PROBLEM DETAILS:
Return the passage about growing up in Riverbank word for word, from "The West Side is" to "of our neighborhood.".
----- EXCERPT PROVIDED
We lived in a two-room shack without a floor. We had to pump our water and use kerosene if we wanted to read at night. But we never went hungry. My old man always bought the pinto beans and the white flour for the tortillas in one-hundred-pound sacks which my mother used to make dresses, sheets, and curtains. We had two acres of land which we planted every year with corn, tomatoes, and yellow chiles for the hot sauce. Even before my father woke us, my old ma was busy at work making the tortillas at five a.m. while he chopped the logs we’d hauled up from the river on the weekends.
Riverbank is divided into three parts, and in my corner of the world there were only three kinds of people: Mexicans, Okies, and Americans. Catholics, Holy Rollers, and Protestants. Peach pickers, cannery workers, and clerks. We lived on the West Side, within smelling distance of the world’s largest tomato paste cannery.
The West Side is still enclosed by the Santa Fe Railroad tracks to the east, the Modesto-Oakdale Highway to the north, and the irrigation canal to the south. Within that concentration only Mexicans were safe from the neighborhood dogs, who responded only to Spanish commands. Except for Bob Whitt and Emitt Brown, both friends of mine who could cuss in better Spanish than I, I never saw a white person walking the dirt roads of our neighborhood.
----------
----- PROVIDED INFORMATION
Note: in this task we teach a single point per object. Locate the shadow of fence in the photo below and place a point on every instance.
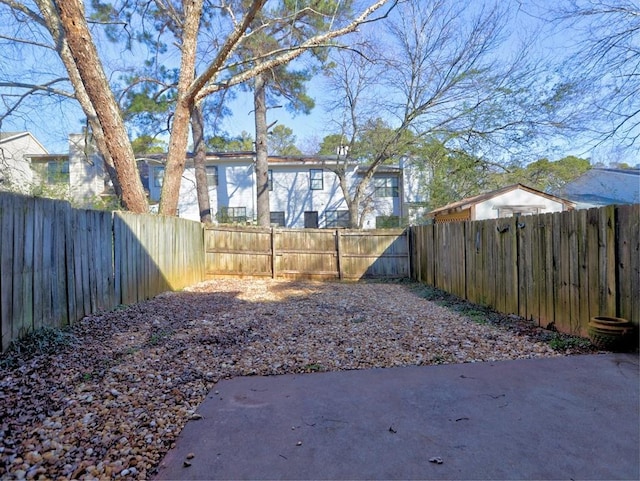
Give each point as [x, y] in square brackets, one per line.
[557, 269]
[306, 253]
[59, 264]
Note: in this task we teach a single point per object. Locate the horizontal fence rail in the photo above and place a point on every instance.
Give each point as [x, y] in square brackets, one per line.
[59, 264]
[311, 253]
[557, 269]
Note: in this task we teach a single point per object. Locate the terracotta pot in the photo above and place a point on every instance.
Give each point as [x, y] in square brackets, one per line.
[612, 333]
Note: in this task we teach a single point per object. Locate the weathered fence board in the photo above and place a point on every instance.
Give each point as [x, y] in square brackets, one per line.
[557, 269]
[58, 264]
[311, 253]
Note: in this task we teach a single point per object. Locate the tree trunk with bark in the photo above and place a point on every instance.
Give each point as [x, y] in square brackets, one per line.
[262, 157]
[200, 162]
[177, 153]
[96, 85]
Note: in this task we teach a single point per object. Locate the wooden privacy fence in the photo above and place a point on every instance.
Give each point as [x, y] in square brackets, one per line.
[58, 264]
[313, 253]
[557, 269]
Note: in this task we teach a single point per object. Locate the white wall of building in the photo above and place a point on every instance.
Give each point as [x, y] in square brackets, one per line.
[15, 165]
[291, 193]
[87, 172]
[505, 204]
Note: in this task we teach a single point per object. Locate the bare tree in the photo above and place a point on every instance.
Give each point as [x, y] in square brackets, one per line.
[437, 76]
[55, 84]
[606, 63]
[218, 72]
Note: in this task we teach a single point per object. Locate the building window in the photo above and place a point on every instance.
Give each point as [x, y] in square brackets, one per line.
[386, 186]
[517, 211]
[58, 172]
[158, 175]
[337, 218]
[311, 219]
[212, 175]
[232, 215]
[315, 179]
[387, 221]
[277, 218]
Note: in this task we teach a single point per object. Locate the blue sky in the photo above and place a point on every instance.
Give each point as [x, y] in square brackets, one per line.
[51, 122]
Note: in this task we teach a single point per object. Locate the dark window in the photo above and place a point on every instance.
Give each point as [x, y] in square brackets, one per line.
[315, 179]
[58, 172]
[387, 221]
[158, 175]
[232, 215]
[386, 186]
[337, 218]
[212, 175]
[311, 219]
[277, 218]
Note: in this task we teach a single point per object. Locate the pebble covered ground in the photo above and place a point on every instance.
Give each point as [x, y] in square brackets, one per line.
[108, 397]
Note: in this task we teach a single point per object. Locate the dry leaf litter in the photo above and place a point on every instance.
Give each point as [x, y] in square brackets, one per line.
[112, 398]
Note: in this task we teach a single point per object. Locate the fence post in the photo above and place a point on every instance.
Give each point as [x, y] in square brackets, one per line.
[339, 255]
[273, 252]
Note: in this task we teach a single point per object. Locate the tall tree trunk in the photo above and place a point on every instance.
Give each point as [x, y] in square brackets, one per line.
[200, 162]
[97, 88]
[262, 162]
[177, 153]
[52, 22]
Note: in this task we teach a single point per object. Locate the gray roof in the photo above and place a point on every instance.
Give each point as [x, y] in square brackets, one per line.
[598, 187]
[7, 135]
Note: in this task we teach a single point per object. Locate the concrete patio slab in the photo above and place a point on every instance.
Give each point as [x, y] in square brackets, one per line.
[571, 417]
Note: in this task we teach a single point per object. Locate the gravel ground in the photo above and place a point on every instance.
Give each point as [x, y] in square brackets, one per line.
[108, 397]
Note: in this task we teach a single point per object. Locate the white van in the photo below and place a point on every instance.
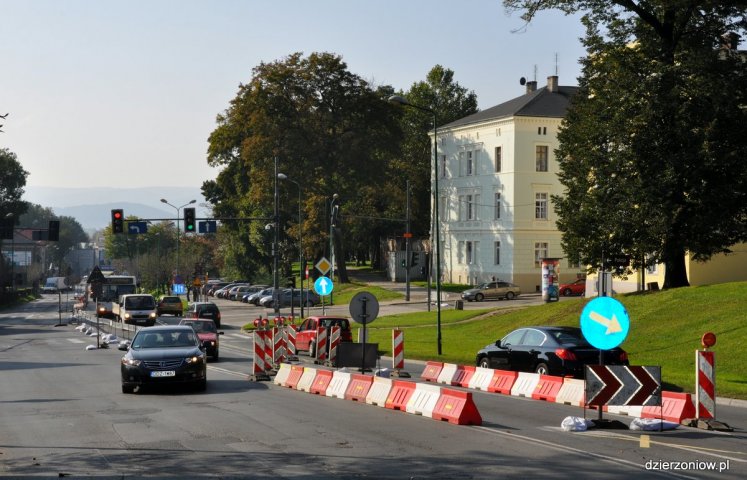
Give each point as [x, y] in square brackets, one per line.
[135, 309]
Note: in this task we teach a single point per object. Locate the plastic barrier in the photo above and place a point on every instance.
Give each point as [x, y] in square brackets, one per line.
[432, 371]
[448, 372]
[282, 376]
[502, 381]
[525, 384]
[321, 382]
[462, 376]
[358, 387]
[423, 399]
[339, 384]
[481, 379]
[399, 395]
[547, 388]
[294, 377]
[675, 407]
[572, 392]
[379, 391]
[307, 379]
[457, 407]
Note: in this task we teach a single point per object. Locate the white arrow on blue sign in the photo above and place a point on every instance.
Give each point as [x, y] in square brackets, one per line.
[323, 286]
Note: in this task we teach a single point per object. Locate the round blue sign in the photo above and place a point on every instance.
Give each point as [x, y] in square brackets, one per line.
[605, 323]
[323, 286]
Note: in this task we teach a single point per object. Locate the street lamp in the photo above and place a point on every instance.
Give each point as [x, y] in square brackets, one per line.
[178, 215]
[396, 99]
[283, 176]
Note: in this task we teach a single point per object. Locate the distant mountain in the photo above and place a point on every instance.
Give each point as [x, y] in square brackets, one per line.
[91, 207]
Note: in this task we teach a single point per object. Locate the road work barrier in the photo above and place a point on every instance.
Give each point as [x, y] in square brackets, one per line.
[457, 407]
[432, 371]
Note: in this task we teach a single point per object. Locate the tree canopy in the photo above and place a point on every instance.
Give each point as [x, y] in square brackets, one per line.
[651, 152]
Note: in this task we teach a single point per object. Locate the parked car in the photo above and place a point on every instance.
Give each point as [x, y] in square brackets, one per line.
[307, 331]
[560, 351]
[207, 333]
[163, 355]
[496, 290]
[207, 310]
[251, 291]
[308, 298]
[169, 304]
[575, 288]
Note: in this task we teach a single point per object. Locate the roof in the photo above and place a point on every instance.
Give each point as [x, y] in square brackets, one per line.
[539, 103]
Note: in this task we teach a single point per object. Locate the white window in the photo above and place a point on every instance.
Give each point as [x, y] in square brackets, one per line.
[541, 158]
[540, 252]
[540, 206]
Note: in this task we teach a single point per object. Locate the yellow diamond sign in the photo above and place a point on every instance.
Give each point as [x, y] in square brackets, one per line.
[323, 266]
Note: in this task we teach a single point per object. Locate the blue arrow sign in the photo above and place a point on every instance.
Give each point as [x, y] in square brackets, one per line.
[605, 323]
[323, 286]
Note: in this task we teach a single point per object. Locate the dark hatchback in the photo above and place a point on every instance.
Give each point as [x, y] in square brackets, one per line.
[164, 355]
[559, 351]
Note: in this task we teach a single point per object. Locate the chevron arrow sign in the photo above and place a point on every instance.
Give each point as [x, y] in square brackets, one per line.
[621, 385]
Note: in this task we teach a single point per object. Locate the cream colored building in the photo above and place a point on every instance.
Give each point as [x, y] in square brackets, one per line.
[497, 172]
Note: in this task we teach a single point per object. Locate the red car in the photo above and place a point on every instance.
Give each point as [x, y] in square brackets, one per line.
[576, 288]
[207, 333]
[306, 335]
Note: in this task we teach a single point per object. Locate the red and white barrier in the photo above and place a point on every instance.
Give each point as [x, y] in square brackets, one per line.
[705, 384]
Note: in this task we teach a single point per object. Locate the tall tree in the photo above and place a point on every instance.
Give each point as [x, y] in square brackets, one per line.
[651, 152]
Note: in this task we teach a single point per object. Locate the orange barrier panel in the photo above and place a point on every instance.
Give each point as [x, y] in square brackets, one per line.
[502, 382]
[321, 382]
[358, 387]
[463, 376]
[548, 387]
[457, 407]
[675, 407]
[432, 371]
[399, 395]
[294, 376]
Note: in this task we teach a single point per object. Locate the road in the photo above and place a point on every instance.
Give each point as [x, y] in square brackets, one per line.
[63, 413]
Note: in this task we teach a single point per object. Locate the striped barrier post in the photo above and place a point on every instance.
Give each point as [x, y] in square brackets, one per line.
[398, 354]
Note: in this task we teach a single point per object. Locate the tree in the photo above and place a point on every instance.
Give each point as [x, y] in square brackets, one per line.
[651, 152]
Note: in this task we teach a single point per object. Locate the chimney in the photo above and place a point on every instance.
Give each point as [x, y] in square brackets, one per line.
[552, 84]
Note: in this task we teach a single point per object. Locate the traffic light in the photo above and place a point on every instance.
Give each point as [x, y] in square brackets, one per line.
[54, 231]
[189, 220]
[117, 220]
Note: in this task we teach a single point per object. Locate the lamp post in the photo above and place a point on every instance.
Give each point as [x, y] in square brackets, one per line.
[396, 99]
[163, 200]
[301, 272]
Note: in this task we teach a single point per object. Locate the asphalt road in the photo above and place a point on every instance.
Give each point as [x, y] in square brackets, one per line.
[63, 413]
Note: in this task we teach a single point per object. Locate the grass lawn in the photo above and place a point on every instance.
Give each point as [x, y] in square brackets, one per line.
[665, 330]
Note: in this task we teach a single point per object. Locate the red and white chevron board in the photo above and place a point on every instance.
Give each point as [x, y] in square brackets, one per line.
[398, 349]
[260, 364]
[334, 341]
[621, 385]
[290, 338]
[705, 384]
[321, 344]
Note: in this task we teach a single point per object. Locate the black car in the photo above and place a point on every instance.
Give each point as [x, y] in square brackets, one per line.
[163, 355]
[559, 351]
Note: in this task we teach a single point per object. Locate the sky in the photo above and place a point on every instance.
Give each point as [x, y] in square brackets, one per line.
[125, 93]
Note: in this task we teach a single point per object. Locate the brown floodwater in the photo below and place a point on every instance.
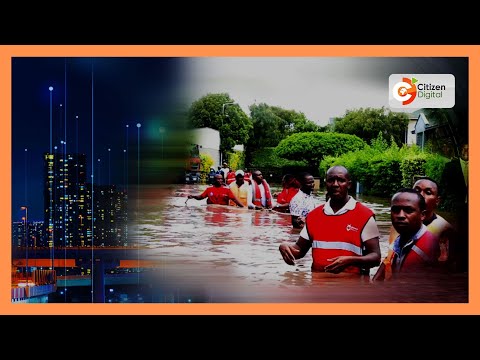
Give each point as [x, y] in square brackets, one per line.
[215, 253]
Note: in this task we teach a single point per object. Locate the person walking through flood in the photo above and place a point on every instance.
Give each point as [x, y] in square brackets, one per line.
----------
TASK RESULT:
The West Side is still enclosed by the Santa Fe Railroad tracks to the east, the Modesto-Oakdale Highway to the north, and the irrigation canal to the south. Within that concentration only Mexicans were safe from the neighborhood dogs, who responded only to Spanish commands. Except for Bob Whitt and Emitt Brown, both friends of mine who could cuss in better Spanish than I, I never saw a white person walking the dirt roads of our neighborhood.